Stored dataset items
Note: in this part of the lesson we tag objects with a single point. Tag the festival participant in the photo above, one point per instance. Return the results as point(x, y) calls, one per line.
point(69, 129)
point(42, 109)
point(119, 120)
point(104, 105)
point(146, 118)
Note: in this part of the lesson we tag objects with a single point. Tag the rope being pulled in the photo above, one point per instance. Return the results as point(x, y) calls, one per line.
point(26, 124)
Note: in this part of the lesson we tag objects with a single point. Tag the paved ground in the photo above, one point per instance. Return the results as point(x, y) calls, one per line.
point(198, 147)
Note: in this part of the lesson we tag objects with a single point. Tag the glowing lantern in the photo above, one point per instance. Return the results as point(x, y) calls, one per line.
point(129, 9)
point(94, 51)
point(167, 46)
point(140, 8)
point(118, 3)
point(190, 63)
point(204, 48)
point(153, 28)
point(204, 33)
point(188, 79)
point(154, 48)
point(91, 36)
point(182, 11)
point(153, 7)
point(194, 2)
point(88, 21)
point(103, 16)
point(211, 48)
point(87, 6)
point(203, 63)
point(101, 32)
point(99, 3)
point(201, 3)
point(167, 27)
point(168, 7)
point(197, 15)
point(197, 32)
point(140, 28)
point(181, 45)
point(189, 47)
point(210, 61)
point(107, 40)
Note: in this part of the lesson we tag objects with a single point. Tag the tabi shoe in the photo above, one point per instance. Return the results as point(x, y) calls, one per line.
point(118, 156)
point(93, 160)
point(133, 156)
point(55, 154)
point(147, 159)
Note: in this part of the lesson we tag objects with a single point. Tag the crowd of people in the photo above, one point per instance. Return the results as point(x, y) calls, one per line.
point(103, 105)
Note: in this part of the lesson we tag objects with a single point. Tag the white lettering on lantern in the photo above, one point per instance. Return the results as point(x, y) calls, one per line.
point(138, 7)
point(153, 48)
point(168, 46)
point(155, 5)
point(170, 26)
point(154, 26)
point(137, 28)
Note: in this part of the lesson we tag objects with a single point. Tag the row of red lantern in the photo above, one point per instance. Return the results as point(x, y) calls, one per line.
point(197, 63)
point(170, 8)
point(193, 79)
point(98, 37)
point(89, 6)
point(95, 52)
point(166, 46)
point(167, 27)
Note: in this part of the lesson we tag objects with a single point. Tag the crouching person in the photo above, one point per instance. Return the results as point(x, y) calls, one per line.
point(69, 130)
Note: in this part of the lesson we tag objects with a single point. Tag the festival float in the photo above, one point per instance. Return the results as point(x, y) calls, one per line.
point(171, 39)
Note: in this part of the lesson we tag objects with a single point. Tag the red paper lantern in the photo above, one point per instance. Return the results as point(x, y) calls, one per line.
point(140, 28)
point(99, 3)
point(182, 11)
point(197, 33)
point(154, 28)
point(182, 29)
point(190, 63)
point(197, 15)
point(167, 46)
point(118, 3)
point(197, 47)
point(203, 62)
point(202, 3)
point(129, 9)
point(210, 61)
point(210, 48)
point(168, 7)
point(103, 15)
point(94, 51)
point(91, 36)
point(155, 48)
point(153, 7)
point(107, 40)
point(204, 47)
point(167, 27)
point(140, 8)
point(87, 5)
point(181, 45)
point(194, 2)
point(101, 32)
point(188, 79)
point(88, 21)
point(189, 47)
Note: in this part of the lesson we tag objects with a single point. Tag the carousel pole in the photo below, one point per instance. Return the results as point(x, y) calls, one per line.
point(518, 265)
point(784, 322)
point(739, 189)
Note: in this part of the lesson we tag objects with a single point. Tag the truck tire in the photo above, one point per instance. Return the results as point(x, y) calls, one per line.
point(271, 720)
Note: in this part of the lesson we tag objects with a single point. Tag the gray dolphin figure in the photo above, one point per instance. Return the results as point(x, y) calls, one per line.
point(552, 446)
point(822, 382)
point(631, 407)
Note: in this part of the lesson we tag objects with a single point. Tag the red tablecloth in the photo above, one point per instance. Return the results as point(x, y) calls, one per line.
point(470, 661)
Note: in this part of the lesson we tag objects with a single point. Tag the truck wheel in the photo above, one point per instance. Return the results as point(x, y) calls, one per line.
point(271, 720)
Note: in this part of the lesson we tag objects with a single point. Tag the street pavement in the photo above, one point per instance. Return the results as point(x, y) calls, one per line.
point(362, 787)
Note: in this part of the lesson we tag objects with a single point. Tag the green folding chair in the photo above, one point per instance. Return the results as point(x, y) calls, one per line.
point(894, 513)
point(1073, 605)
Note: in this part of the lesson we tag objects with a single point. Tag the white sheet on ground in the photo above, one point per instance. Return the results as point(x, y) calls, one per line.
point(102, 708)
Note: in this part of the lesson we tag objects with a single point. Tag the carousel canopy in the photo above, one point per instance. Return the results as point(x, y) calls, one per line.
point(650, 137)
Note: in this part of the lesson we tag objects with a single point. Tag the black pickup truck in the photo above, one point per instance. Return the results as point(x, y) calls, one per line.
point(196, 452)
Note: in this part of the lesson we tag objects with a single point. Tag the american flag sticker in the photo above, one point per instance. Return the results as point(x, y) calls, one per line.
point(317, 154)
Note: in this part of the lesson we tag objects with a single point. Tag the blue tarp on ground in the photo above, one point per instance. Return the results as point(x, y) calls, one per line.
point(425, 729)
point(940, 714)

Aim of the task:
Write out again every entry above, exactly as given.

Exercise solution:
Note: in this part of the lesson we tag objects with a single point. Tag the festival participant in the photo above, one point per instance. Return the results as point(x, y) calls, one per line.
point(69, 129)
point(42, 109)
point(119, 120)
point(104, 105)
point(146, 118)
Note: in this part of the lesson we tag objects with a single point. Tag the rope being pulled in the photo above, one point per instance. Return the results as point(x, y) calls, one per line.
point(26, 124)
Note: in this part of the lesson we tag objects with a single point. Tag the paved ground in the photo above, one point per instance. Return the results as point(x, y) calls, one per line.
point(198, 147)
Note: in this part of the lesson we tag objects with a single point. Tag the glowing lantern in the photo above, one point per instance. Return the results as point(x, y) calls, one per line.
point(129, 9)
point(94, 51)
point(167, 46)
point(140, 8)
point(118, 3)
point(190, 63)
point(204, 48)
point(153, 28)
point(204, 33)
point(188, 79)
point(154, 48)
point(91, 36)
point(182, 11)
point(153, 7)
point(194, 2)
point(88, 21)
point(103, 16)
point(211, 48)
point(87, 6)
point(203, 63)
point(101, 32)
point(99, 3)
point(201, 3)
point(167, 27)
point(168, 7)
point(197, 15)
point(197, 32)
point(140, 28)
point(181, 45)
point(189, 47)
point(210, 61)
point(107, 40)
Note: in this part of the lesson we tag objects with a single point. Tag the tabi shoe in the photo above, one point per instance. Return the results as point(x, y) calls, one per line.
point(118, 156)
point(93, 160)
point(133, 156)
point(55, 154)
point(147, 159)
Note: in this part of the lesson we tag objects with a single point. Tag the crowd of people in the photo above, one point per instance. Return the results as point(x, y) calls, one per line.
point(103, 105)
Note: in this part of the lesson we tag objects with a single point. Tag the white lettering on lantern in the photo above, one point per instance. Return the results as point(x, y) calls, one per line.
point(138, 7)
point(153, 48)
point(168, 46)
point(155, 5)
point(170, 26)
point(154, 26)
point(137, 28)
Note: in this part of the lesson we tag objects with a single point. Tag the row of red lantern in the photo above, one point per instance. Return the results as point(x, y) calls, one per line.
point(197, 63)
point(170, 8)
point(193, 79)
point(98, 37)
point(89, 6)
point(95, 52)
point(166, 46)
point(167, 27)
Note: in this part of the lesson we tag objects with a single point. Tag the crouching person in the photo above, one point per instance. Return the results as point(x, y) calls, one per line.
point(69, 130)
Note: in this part of the lesson we tag objects with a single point. Tag the festival float in the photo above, one point per instance. Return the results as point(x, y) calls, one per line.
point(171, 39)
Note: in this part of the lesson we tag objects with a single point. Tag the red paper lantern in the photo above, one point per instance. Return the results as point(x, y) calls, one per line.
point(140, 28)
point(99, 3)
point(182, 11)
point(197, 33)
point(154, 28)
point(182, 29)
point(190, 63)
point(197, 15)
point(167, 46)
point(118, 3)
point(197, 47)
point(203, 62)
point(202, 3)
point(129, 9)
point(210, 61)
point(210, 48)
point(168, 7)
point(103, 15)
point(94, 51)
point(91, 36)
point(155, 48)
point(153, 7)
point(107, 40)
point(204, 47)
point(167, 27)
point(140, 8)
point(87, 5)
point(181, 45)
point(194, 2)
point(101, 32)
point(188, 79)
point(88, 21)
point(189, 47)
Note: in this part of the lesson we tag objects with a single point. Tag the carousel pole in the photo below, one point per instance. Return the results as point(x, y) calls, one per line.
point(518, 265)
point(784, 322)
point(739, 189)
Note: in this part of the lesson we tag objects with a single point. Tag the truck tire in the photo above, one point per instance. Return the results as point(x, y) calls, one per line.
point(271, 720)
Note: in this part of the lesson we tag objects with a single point. Tag the gray dolphin figure in the photo above, one point per instance. Return the results as point(x, y) calls, one per line.
point(552, 446)
point(822, 382)
point(631, 407)
Note: in this part of the lesson we tag objects with a single point. Tag the red tablecloth in the photo above, one point per instance. Return the results as point(x, y) calls, one per line.
point(470, 661)
Note: in this part of the lesson we tag objects with a single point. Tag the truck wheel in the photo above, one point per instance. Return the results as point(x, y) calls, one per line.
point(271, 720)
Note: in this part of the lesson we tag objects with a single point. Tag the street pavement in the photo above, one point per instance. Return the results as point(x, y) calls, one per line.
point(362, 787)
Note: in this part of the lesson we tag objects with a single point. Tag the green folding chair in the photo above, one point per instance. Return the results as point(x, y) calls, one per line.
point(894, 513)
point(1073, 605)
Note: in this part of the lesson we tag objects with a single point. Tag the white sheet on ground in the photo above, one point per instance. Return the results as point(x, y) calls, one per line.
point(102, 708)
Note: in this part of the lesson we tag objects with a single point. Tag the carousel canopy in the photo above, one point per instance. Return the results as point(x, y) calls, one per line.
point(650, 137)
Note: in this part of the lesson we tag objects with a single point. Tag the black pickup truck in the photo above, one point per instance. Return the results as point(x, y) calls, one per line.
point(196, 452)
Note: in this part of the lesson we tag objects with a single point. Tag the american flag sticker in the photo above, one point per instance. Return the results as point(x, y) calls, one per line.
point(317, 154)
Note: in this part of the lesson we tag objects with a single point. Tag the blue tarp on ground in the photo above, one point per instance. Return the results as point(x, y) calls, one per line.
point(425, 729)
point(940, 714)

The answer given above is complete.